Write out all the records exactly, and keep any images out.

START Data section

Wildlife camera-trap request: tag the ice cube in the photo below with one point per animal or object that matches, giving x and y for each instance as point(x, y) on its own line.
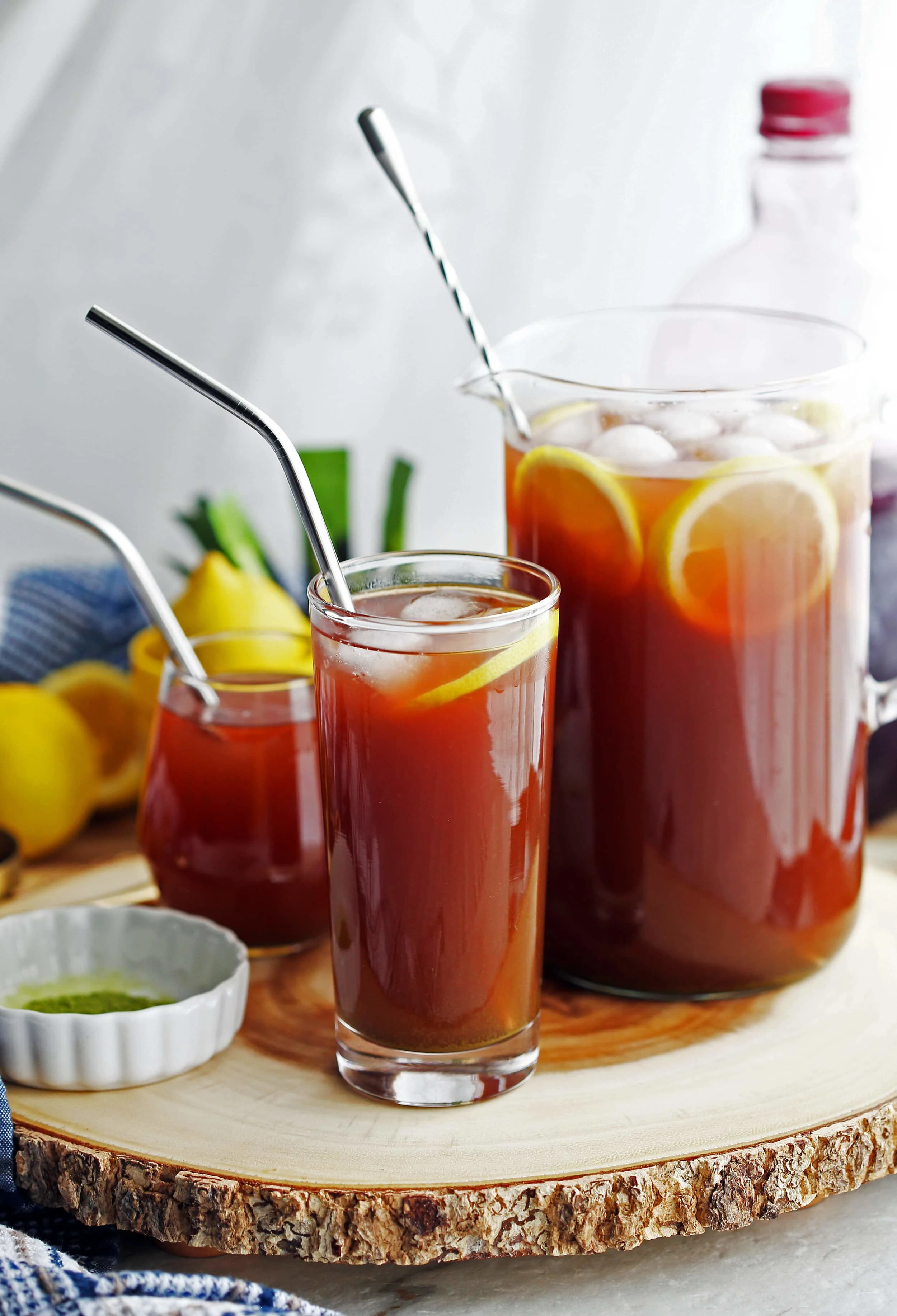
point(681, 424)
point(784, 431)
point(729, 411)
point(633, 445)
point(442, 606)
point(572, 425)
point(385, 670)
point(728, 447)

END Data section

Written reply
Wildlife camera-trap request: tag the ice cube in the photo below with one point per animal or object that matches, giving x and y for each instance as point(x, y) on its own line.
point(681, 424)
point(784, 431)
point(729, 411)
point(633, 445)
point(442, 606)
point(572, 425)
point(385, 670)
point(728, 447)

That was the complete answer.